[Location labeling records]
## start

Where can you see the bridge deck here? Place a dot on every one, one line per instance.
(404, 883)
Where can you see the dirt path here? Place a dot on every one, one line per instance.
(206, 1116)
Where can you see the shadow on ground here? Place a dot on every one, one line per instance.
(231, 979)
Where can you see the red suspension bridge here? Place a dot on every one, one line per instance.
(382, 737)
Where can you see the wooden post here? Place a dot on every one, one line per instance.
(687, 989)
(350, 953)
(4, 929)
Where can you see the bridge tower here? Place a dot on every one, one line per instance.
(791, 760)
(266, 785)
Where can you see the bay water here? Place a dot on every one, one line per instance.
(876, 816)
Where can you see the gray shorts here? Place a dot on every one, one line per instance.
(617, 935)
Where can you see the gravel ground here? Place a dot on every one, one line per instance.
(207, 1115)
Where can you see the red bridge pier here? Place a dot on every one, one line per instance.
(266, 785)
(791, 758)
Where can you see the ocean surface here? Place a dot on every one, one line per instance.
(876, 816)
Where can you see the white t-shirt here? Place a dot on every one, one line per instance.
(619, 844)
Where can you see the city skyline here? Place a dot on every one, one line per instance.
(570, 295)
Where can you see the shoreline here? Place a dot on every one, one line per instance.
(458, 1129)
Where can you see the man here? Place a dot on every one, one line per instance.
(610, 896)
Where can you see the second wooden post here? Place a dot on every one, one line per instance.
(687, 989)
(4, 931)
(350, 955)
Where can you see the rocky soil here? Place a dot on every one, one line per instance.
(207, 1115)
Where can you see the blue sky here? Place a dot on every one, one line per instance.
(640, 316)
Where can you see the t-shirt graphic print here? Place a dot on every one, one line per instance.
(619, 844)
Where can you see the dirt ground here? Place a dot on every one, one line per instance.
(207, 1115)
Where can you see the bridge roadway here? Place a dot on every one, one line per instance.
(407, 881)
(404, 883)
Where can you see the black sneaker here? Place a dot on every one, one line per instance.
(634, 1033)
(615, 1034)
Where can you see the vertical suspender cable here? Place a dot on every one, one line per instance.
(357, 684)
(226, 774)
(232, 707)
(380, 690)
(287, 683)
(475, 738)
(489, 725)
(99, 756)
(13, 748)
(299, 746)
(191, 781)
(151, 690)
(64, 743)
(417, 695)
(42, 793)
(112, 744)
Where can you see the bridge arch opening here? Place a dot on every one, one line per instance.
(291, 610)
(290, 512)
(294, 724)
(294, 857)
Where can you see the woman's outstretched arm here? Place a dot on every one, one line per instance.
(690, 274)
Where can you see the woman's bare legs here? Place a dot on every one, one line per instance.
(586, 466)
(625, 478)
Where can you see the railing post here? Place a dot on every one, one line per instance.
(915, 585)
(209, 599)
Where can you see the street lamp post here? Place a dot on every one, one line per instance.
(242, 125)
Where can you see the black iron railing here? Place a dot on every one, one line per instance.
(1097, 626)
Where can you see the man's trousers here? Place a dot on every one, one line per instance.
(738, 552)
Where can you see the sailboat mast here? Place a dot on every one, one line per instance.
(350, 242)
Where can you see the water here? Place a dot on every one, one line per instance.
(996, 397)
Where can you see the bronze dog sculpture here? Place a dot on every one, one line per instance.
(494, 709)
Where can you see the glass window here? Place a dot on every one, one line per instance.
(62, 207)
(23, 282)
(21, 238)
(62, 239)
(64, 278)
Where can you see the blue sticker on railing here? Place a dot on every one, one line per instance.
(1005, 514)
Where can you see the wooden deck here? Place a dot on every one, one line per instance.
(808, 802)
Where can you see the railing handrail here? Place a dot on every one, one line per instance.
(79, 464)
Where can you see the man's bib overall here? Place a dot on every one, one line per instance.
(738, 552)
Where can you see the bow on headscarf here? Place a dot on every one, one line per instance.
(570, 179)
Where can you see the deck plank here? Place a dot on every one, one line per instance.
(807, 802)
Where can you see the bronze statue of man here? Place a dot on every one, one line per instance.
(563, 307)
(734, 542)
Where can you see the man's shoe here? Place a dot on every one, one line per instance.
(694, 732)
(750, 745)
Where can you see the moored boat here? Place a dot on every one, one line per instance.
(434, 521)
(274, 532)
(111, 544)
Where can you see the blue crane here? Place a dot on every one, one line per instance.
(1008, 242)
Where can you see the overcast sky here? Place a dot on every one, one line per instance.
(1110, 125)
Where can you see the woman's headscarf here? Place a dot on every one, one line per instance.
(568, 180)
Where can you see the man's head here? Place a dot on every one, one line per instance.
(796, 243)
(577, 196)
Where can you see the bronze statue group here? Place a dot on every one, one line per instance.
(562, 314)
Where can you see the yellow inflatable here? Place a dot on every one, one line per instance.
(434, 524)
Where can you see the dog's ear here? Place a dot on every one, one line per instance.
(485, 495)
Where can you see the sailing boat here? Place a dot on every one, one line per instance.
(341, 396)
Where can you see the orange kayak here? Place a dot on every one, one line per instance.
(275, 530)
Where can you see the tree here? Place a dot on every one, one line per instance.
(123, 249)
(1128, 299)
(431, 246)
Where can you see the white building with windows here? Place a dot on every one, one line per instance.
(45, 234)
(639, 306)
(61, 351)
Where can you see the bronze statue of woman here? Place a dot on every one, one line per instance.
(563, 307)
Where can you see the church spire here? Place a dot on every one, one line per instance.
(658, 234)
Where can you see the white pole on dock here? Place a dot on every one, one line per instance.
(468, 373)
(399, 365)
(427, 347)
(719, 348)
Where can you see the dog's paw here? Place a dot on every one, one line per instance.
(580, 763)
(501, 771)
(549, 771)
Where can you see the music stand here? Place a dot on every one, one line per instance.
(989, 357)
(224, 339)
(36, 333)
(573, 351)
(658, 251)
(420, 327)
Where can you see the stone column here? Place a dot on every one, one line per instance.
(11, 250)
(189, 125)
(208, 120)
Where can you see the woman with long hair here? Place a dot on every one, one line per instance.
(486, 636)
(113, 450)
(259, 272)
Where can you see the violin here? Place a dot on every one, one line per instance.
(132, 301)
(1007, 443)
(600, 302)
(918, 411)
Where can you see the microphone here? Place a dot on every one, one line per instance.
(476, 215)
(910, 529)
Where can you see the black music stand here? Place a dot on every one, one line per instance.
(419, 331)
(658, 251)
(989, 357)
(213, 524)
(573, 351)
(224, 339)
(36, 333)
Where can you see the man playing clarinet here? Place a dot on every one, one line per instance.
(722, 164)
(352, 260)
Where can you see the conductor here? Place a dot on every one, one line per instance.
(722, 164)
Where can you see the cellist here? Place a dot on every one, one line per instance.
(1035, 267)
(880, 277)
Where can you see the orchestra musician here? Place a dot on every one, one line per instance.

## end

_What you will do_
Quote the listing in full, please, keeping every line exact.

_Expected answer_
Where can you see the bridge deck here? Place a dot on every one, one line per instance.
(404, 883)
Where can you see the dirt path here? Place a dot on every one, one line per instance.
(206, 1116)
Where can you see the shadow on ground here? Place a dot on every one, one line per instance.
(231, 979)
Where can you see the red suspension bridge here? Place a dot on every one, one line per instance.
(382, 737)
Where can you see the wooden post here? Place a dot on every one, one line per instance.
(687, 989)
(350, 953)
(4, 929)
Where can you see the bridge tower here? Place a dot on every one, one line per instance.
(791, 760)
(266, 785)
Where can you see the bay water here? Place a dot on every one, one line per instance.
(876, 816)
Where can you see the gray shorts here? Place a dot on every one, one line per instance.
(617, 935)
Where can you see the gravel ground here? Place a dot on every one, one line per instance.
(207, 1115)
Where can you see the red bridge pier here? Place a dot on every one, one line per instance.
(266, 785)
(791, 758)
Where can you see the ocean surface here? Place a dot on every one, one line per instance.
(876, 816)
Where can you see the white t-shirt here? Place a dot on every one, one line per instance.
(619, 844)
Where can you see the city skyline here? Place a dot on every one, one line per instance.
(570, 295)
Where can you see the shoreline here? Place a dot on every one, one line per instance.
(458, 1129)
Where can you see the man here? Place a dot on every one, one line per instance.
(610, 896)
Where can you see the second wooden post here? Place a dot on every one, one line per instance.
(687, 989)
(4, 931)
(350, 955)
Where can you see the rocky soil here? Place a dot on every one, one line per instance.
(207, 1115)
Where can you see the blue sky here? Place a dot on every one, one line per instance.
(640, 316)
Where can you see the t-shirt graphic print here? Place a dot on every one, one line per instance.
(619, 844)
Where can you see the dirt ground here? Place a dot on every one, one line per instance.
(207, 1115)
Where can you see the bridge roadway here? Place a dot on every one, one line per instance.
(407, 881)
(404, 883)
Where can you see the black sneaker here? Place a dot on every one, one line per instance.
(634, 1033)
(615, 1034)
Where can you see the vertical suspender cable here? Place a dot on every one, one line per instance.
(357, 684)
(226, 774)
(232, 707)
(380, 690)
(287, 683)
(475, 738)
(489, 725)
(99, 756)
(13, 748)
(299, 746)
(191, 781)
(151, 690)
(64, 743)
(417, 695)
(42, 793)
(112, 744)
Where can you see the bridge arch opening here? Place a dot on every one, one line per instance.
(291, 610)
(290, 512)
(294, 724)
(294, 857)
Where can you see the woman's outstretched arm here? Place a dot on every one, one line per instance.
(690, 274)
Where can you see the woman's bare legs here? Place a dot on every one, one line per instance.
(586, 466)
(625, 478)
Where can you see the railing post here? Place a dot on every one, one line per instance.
(915, 585)
(209, 599)
Where can you see the street lamp post here? Place a dot on every one, one line per instance.
(242, 125)
Where can you see the black iron railing here? Place a dot on every one, one line per instance.
(1097, 626)
Where can you see the man's trousers here? Place a dot on every one, one line per instance.
(738, 552)
Where can you see the sailboat mast here? Place a dot on every one, one line per instance.
(350, 242)
Where can you see the water here? Place a dot on every one, one line per instance.
(996, 397)
Where can you see the bronze dog sculpture here? Place a dot on every one, one line per instance.
(494, 709)
Where can you see the glass window here? Place a dot on every one, one line per instance.
(62, 207)
(23, 282)
(21, 238)
(62, 239)
(64, 278)
Where can you see the blue sticker on railing here? Place a dot on every one, one line per instance.
(1005, 514)
Where can you see the wooden deck here? Place a dot on every one, one line per instance.
(808, 802)
Where can you see the railing handrail here? Place a dot on every one, one line per instance.
(79, 464)
Where can you see the man's bib overall here? Place a dot on every one, one line per instance.
(738, 552)
Where can you see the bow on headscarf here? Place a dot on every one, one line per instance.
(570, 179)
Where can you see the deck plank here? Place a dot on every one, one line per instance.
(807, 802)
Where can you see the bronze statue of man here? Place a dot on every one, one line per instance.
(563, 307)
(734, 542)
Where can you see the man's shoe here? Place a dot on every one, one line per instance.
(694, 732)
(750, 745)
Where can you see the moored boat here? Place a dot on every one, one line per instance.
(434, 521)
(274, 532)
(111, 544)
Where can you see the blue crane here? Place a dot on every one, one line per instance.
(1008, 242)
Where can you see the overcast sky here? Place a dot on every one, one line per instance.
(1110, 125)
Where can you see the woman's headscarf here? Place a dot on every one, one line per instance.
(568, 180)
Where can you see the man's head here? Place a dot on every one, one line per instance.
(796, 243)
(577, 196)
Where can you see the bronze statue group here? Place a dot on every one, one line per instance.
(562, 314)
Where can you see the yellow inflatable here? Place a dot on every one, one line per instance.
(434, 524)
Where can you see the dog's ear here? Place a dot on every one, one line per instance.
(485, 495)
Where can you see the sailing boat here? Place a dot on every one, one line per instance.
(341, 396)
Where can you see the orange kayak here? Place a dot on every one, one line per instance.
(275, 530)
Where can you see the tree here? Place a dot on every one, one line per instance.
(123, 249)
(1128, 299)
(431, 246)
Where can you see the white building with windows here? Place a dot on every one, one line per instance.
(45, 234)
(639, 306)
(61, 351)
Where can you see the bronze statue of woman here? Place a dot on every one, one line per instance.
(563, 307)
Where can you see the church spire here? Place a dot on every one, one line per instance.
(658, 234)
Where can you see the white pole on dock here? Place a dot on every one, one line per instance.
(468, 373)
(399, 365)
(427, 347)
(719, 348)
Where can you see the dog's paw here? Place a dot on every one, one line per instance.
(580, 763)
(501, 771)
(549, 771)
Where can you see the music stand here? Place a dot on every one, one line per instance.
(989, 357)
(224, 339)
(36, 333)
(573, 351)
(658, 251)
(420, 327)
Where can you see the stone column here? Place a dot on every one, one line per instance.
(11, 250)
(189, 125)
(208, 120)
Where can you see the woman with long hair here? Place a dot on every one, one line per instance.
(486, 636)
(113, 450)
(259, 272)
Where can you see the violin here? Place a dot on every one, one line per instance.
(132, 301)
(1007, 443)
(600, 302)
(918, 411)
Where can you see the microphone here? Place a dot on every one, one line per instance.
(476, 215)
(910, 529)
Where can you see the black music stand here? Place a dot on every one, one line per instance.
(419, 331)
(658, 251)
(989, 357)
(213, 524)
(573, 351)
(224, 339)
(36, 333)
Where can you see the man playing clarinet here? Place a dot on every one, one line per instance.
(722, 164)
(352, 260)
Where can you see the conductor here? Place a dot on every one, one line per instance.
(722, 164)
Where can you see the cellist here? Place a dot on every one, one line per instance.
(1035, 267)
(880, 277)
Where can you see the orchestra musician here? Place a dot on every one, one line per instance.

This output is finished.